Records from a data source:
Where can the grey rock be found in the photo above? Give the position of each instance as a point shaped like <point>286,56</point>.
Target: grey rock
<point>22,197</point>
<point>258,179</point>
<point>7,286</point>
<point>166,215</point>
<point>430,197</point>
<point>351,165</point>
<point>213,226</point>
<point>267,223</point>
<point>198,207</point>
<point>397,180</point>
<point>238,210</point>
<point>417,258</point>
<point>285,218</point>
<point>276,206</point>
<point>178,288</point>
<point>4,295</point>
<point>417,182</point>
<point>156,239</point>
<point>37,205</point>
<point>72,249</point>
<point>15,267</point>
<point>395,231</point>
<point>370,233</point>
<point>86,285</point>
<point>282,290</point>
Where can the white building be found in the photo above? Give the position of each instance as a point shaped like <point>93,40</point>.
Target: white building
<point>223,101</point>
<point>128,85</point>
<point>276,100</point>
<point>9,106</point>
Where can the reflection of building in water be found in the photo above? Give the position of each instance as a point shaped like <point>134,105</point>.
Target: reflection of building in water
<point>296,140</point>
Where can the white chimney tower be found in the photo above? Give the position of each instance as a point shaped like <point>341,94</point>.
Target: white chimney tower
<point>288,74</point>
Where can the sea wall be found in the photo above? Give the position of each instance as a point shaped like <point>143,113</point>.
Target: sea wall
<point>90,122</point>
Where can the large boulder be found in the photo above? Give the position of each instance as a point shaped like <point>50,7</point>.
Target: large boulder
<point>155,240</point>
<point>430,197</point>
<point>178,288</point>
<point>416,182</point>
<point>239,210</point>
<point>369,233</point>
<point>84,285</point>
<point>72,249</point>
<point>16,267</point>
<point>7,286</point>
* * *
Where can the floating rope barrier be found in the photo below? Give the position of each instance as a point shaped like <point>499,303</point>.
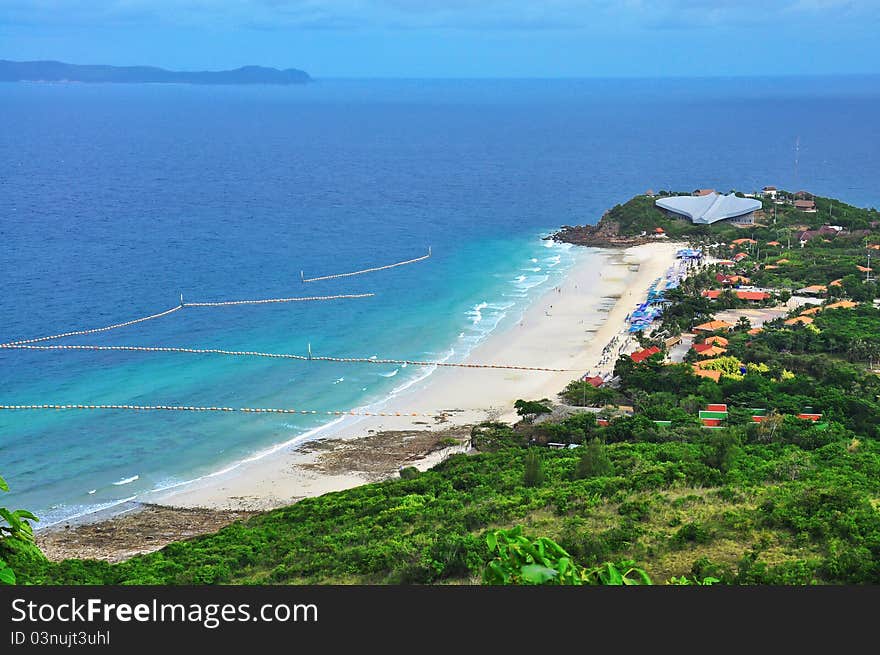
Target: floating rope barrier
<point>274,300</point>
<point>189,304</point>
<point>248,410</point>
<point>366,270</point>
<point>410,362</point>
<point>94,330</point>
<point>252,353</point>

Aim of the task: Show every line of the material above that contains the word "white".

Response to this task:
Where can the white building be found in the photo above? Give the position of each instance as a point shaped like <point>93,40</point>.
Target: white building
Where can the white chimney tower be found in the photo above? Give the position of each instance as a point shaped like <point>341,94</point>.
Target: white chimney tower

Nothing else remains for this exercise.